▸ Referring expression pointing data
- - - - -

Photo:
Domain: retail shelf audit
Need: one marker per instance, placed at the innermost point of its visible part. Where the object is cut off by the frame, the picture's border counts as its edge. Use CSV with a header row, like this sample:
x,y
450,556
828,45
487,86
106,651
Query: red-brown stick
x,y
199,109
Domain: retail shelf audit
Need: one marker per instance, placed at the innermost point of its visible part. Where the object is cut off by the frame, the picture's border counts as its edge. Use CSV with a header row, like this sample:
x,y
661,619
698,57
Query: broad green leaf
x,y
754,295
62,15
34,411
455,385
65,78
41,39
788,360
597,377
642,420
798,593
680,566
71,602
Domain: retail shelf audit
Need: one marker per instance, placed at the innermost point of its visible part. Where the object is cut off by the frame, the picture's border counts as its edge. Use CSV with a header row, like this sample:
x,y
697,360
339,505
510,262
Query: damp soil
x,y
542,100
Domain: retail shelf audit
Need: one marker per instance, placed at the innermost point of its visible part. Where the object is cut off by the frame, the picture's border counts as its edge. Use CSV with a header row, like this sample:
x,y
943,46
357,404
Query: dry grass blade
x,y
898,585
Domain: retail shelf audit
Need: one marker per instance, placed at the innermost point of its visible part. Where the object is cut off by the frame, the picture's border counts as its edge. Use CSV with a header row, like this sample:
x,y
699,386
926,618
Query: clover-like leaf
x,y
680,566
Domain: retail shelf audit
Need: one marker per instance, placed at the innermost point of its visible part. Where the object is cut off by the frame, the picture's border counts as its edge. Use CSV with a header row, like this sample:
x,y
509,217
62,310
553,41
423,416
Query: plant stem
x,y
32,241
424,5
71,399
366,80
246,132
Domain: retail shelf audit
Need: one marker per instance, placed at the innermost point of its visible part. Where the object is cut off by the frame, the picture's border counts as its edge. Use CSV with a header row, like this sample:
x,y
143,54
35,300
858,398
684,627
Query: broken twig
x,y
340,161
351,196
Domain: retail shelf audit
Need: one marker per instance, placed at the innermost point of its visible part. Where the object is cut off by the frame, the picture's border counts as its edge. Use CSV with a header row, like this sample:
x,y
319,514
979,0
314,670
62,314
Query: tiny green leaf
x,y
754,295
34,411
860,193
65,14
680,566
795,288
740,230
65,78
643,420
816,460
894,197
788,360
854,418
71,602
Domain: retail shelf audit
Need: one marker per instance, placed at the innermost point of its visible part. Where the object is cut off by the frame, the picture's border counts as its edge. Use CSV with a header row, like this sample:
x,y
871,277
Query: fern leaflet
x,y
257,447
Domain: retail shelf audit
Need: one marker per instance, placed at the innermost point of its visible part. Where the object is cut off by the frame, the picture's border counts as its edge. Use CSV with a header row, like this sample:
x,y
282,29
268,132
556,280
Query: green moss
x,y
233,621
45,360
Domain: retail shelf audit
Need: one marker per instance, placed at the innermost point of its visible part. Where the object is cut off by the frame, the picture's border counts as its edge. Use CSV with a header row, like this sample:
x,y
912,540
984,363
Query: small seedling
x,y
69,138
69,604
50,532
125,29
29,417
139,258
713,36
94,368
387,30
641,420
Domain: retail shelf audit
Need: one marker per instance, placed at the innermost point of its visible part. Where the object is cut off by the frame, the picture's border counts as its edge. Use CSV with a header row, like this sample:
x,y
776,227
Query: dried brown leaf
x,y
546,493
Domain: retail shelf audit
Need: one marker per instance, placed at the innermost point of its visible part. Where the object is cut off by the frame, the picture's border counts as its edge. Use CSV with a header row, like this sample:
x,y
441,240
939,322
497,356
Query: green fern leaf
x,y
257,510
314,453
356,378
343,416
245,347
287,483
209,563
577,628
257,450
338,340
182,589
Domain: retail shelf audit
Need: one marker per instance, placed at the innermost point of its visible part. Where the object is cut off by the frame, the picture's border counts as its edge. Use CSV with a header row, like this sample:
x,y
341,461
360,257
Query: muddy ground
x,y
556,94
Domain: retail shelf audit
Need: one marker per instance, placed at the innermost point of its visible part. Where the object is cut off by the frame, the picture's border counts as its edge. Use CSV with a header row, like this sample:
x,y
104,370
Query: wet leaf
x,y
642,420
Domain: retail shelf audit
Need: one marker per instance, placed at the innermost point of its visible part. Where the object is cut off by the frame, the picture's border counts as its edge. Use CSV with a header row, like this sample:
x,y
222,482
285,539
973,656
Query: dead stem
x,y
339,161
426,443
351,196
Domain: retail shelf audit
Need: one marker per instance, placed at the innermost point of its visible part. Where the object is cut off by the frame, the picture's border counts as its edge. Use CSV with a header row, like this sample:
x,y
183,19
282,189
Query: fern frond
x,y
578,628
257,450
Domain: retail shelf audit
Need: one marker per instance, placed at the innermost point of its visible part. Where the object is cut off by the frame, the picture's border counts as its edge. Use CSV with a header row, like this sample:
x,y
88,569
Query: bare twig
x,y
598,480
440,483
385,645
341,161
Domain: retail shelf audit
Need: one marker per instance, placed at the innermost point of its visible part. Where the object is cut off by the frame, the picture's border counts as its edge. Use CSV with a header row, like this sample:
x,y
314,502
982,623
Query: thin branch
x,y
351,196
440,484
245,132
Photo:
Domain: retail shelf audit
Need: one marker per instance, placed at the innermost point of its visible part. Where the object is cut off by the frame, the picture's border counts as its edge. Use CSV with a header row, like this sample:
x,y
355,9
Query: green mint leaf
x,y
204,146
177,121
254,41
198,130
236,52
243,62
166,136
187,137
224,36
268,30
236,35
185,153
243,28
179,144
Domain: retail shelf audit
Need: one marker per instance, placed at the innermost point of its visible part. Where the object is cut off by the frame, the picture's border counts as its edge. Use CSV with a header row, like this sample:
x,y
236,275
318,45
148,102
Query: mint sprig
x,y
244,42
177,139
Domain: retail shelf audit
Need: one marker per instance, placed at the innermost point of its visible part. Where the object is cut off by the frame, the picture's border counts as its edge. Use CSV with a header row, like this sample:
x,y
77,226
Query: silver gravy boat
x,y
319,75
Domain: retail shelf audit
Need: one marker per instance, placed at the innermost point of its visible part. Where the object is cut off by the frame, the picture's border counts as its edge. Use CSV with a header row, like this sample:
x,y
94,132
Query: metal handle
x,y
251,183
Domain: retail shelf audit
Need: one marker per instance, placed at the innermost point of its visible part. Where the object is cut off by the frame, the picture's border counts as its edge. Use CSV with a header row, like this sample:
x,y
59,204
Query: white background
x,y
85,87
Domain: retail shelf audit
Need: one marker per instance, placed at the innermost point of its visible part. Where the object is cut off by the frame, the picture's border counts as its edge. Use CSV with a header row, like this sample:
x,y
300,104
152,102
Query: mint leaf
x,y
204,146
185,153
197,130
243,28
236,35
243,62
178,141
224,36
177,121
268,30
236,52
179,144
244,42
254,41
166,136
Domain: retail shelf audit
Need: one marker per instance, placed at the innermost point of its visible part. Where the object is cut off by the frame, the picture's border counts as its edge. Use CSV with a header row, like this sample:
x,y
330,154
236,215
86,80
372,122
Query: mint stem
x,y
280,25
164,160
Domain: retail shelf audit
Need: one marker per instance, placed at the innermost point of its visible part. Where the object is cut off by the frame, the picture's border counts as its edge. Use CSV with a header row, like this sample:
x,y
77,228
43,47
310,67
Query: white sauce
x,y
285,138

- - - - -

▸ Your instructions
Extract all of the data shown above without alteration.

▸ Your response
Photo:
Domain: retail shelf audit
Need: one marker per instance, placed at the innermost point of its visible part. Where the object is cut off by the frame, the picture's border counts as its edge. Use CSV with a header row, like this sample:
x,y
450,556
828,45
487,86
106,651
Query: red-brown stick
x,y
199,109
Domain: retail shelf audit
Need: one marker per instance, placed at the innermost point of its visible part. Where the object is cut off by the frame, the picture's border counts as its edge. Use CSV with a header row, like this sample:
x,y
661,619
698,57
Query: broad green leaf
x,y
754,295
62,15
34,411
455,385
65,78
41,39
788,360
597,377
642,420
798,593
680,566
71,602
Domain: retail shelf audit
Need: one marker per instance, placed at the innermost point of its visible part. Where the object is cut off by the frame, the picture's border counts as its edge. Use CSV with a header row, like this sample:
x,y
697,360
339,505
510,262
Query: damp soil
x,y
542,100
Domain: retail shelf audit
Need: one marker per instance, placed at the innermost point of its visible part. Where the object is cut off by the frame, the picture's border counts as its edge. Use CSV with a header row, like this sample:
x,y
943,46
357,404
Query: dry grass blade
x,y
898,585
Domain: retail shelf audit
Need: one marker per instance, placed at the innermost point of its visible part. Where the object is cut off by the frame, the picture's border counts as its edge. Use CSV with a header row, like this sample:
x,y
699,386
926,618
Query: clover-like leaf
x,y
680,566
Domain: retail shelf audit
Need: one marker per instance, placed at the innermost point of its visible part. Where the object is cut off by the frame, the picture's border counts as its edge. Use CSV with a header row, like this sample:
x,y
509,217
62,310
553,41
423,416
Query: plant stem
x,y
32,241
424,5
71,399
366,80
246,132
Domain: retail shelf audit
Need: one marker per instance, placed at the innermost point of its visible part. Where the object is cut off by the frame, the picture's border counts as its edge. Use CSV with a header row, like this sample:
x,y
143,54
35,300
858,398
684,627
Query: broken twig
x,y
340,161
351,196
Domain: retail shelf audit
Need: one marker per instance, placed at the innermost point of its visible part. Where the object is cut off by the frame, the picture's border counts as its edge. Use CSV with a header row, like this sample:
x,y
319,514
979,0
314,670
62,314
Query: tiny green leaf
x,y
754,295
34,411
860,193
65,14
680,566
795,288
740,230
65,78
643,420
816,460
894,197
788,360
854,418
71,602
Domain: retail shelf audit
Need: one marker per instance, placed at the innermost point of its visible part. Where the object is cut off by the frame, the picture's border counts as its edge. Use CSV with a header row, like this sample:
x,y
871,277
Query: fern leaflet
x,y
257,447
Domain: retail shelf audit
Need: one marker per instance, placed at the innermost point of its visible part. Where the object is cut off by the frame, the picture's border counts as its edge. Use CSV with a header row, like this sample:
x,y
282,29
268,132
556,280
Query: green moss
x,y
233,621
45,360
Domain: retail shelf audit
Need: one marker per instance, placed at the innermost point of its visible part. Where the object is cut off by the frame, the picture's border counts as its edge. Use CSV with a header row, like this sample:
x,y
912,540
984,363
Query: small seedling
x,y
69,138
69,604
50,532
125,29
29,417
139,258
713,36
94,368
387,30
641,420
Domain: retail shelf audit
Need: one marker per instance, placed at the innermost point of its visible part. Where the object is cut off by the frame, the picture's border counts as its edge. Use CSV with a header row, like this sample:
x,y
776,227
Query: dried brown leaf
x,y
546,493
Domain: retail shelf audit
Need: one marker per instance, placed at the innermost point of its visible part. Where the object is cut off by the frame, the picture's border counts as its edge. Use CSV with a header row, like this sample:
x,y
441,240
939,322
497,356
Query: green fern leaf
x,y
257,510
314,453
356,378
343,416
245,347
287,483
209,563
577,628
257,450
338,340
182,589
Domain: retail shelf audit
Need: one marker per instance, placed at the innermost point of its visible part. Where the object is cut off by the frame, the picture's border counts as its edge. Use CSV with a header row, like this sample:
x,y
341,461
360,257
Query: muddy ground
x,y
556,94
Domain: retail shelf audit
Need: one marker per instance, placed at the innermost point of its visible part. Where the object is cut off by the frame, the picture's border counts as its edge. Use CSV with a header row, like this sample:
x,y
104,370
Query: wet leaf
x,y
642,420
Domain: retail shelf audit
Need: one marker per instance, placed at the innermost point of its visible part. Where the object is cut off by the frame, the picture's border counts as its edge. Use CSV with a header row, like this sample:
x,y
222,482
285,539
973,656
Query: dead stem
x,y
339,161
426,443
351,196
Domain: retail shelf audit
Need: one marker per instance, placed at the innermost point of its visible part. Where the object is cut off by the frame, the picture's border counts as its edge. Use CSV with a header row, like this sample:
x,y
183,19
282,189
Query: fern frond
x,y
578,628
257,450
Domain: retail shelf audit
Need: one marker per instance, placed at the innermost point of its visible part. Where the object is cut off by the frame, the picture's border counts as its edge. Use CSV with a header row, like this sample:
x,y
88,569
Query: bare twig
x,y
598,480
440,483
385,645
341,161
Domain: retail shelf audit
Need: one marker per instance, placed at the innermost point of its visible part. Where the object is cut off by the frame, the picture's border counts as its edge. Use CSV with a header row, like this sample:
x,y
314,502
982,623
Query: thin branch
x,y
351,196
440,484
245,132
Photo:
Domain: retail shelf audit
Need: one marker per instance, placed at the innermost point of its visible part. Where the object is cut off by the frame, the picture's border counts as its edge. Use CSV with a header row, like this sample:
x,y
355,9
Query: green mint leaf
x,y
204,146
177,121
254,41
198,130
236,52
243,62
166,136
187,137
224,36
268,30
236,35
185,153
243,28
179,144
Domain: retail shelf audit
Need: one marker per instance, placed at the innermost point of its visible part. Where the object is cut off by the frame, the picture's border counts as its edge. Use CSV with a header row, like this sample:
x,y
236,275
318,45
148,102
Query: mint sprig
x,y
244,42
177,139
Domain: retail shelf audit
Need: one marker per instance, placed at the innermost point of its visible part. Where the object is cut off by the frame, the picture's border counts as its edge. Use CSV with a header row, like this sample:
x,y
77,226
Query: silver gravy boat
x,y
319,75
Domain: retail shelf audit
Need: one marker per instance, placed at the innermost point of its visible part. Where the object is cut off by the frame, the picture's border counts as its edge. Use CSV with a header row, like this sample:
x,y
94,132
Query: metal handle
x,y
251,183
Domain: retail shelf audit
Need: one marker per instance, placed at the innermost point of its visible part. Where the object is cut off by the frame, the picture's border counts as its edge. Use CSV with a header row, like this sample:
x,y
59,204
Query: white background
x,y
85,87
Domain: retail shelf audit
Need: one marker per instance, placed at the innermost point of its visible part. Where the object is cut off by the frame, the picture's border counts as its edge. Use CSV with a header row, like this sample:
x,y
300,104
152,102
Query: mint leaf
x,y
204,146
185,153
197,130
243,28
236,35
243,62
178,141
224,36
177,121
268,30
236,52
179,144
244,42
254,41
166,136
Domain: retail shelf audit
Need: one marker per instance, placed at the innermost point of its visible part. Where the object is cut off by the frame, the picture's border counts as its edge. Use CSV with a header row, like this sample:
x,y
330,154
236,215
86,80
372,122
Query: mint stem
x,y
280,25
164,160
Domain: retail shelf audit
Need: one marker per instance, placed at the innermost point of its visible part. Where the object is cut off by the frame, the picture's border counts as its edge. Use CSV with a header row, like this sample:
x,y
77,228
43,47
310,67
Query: white sauce
x,y
285,138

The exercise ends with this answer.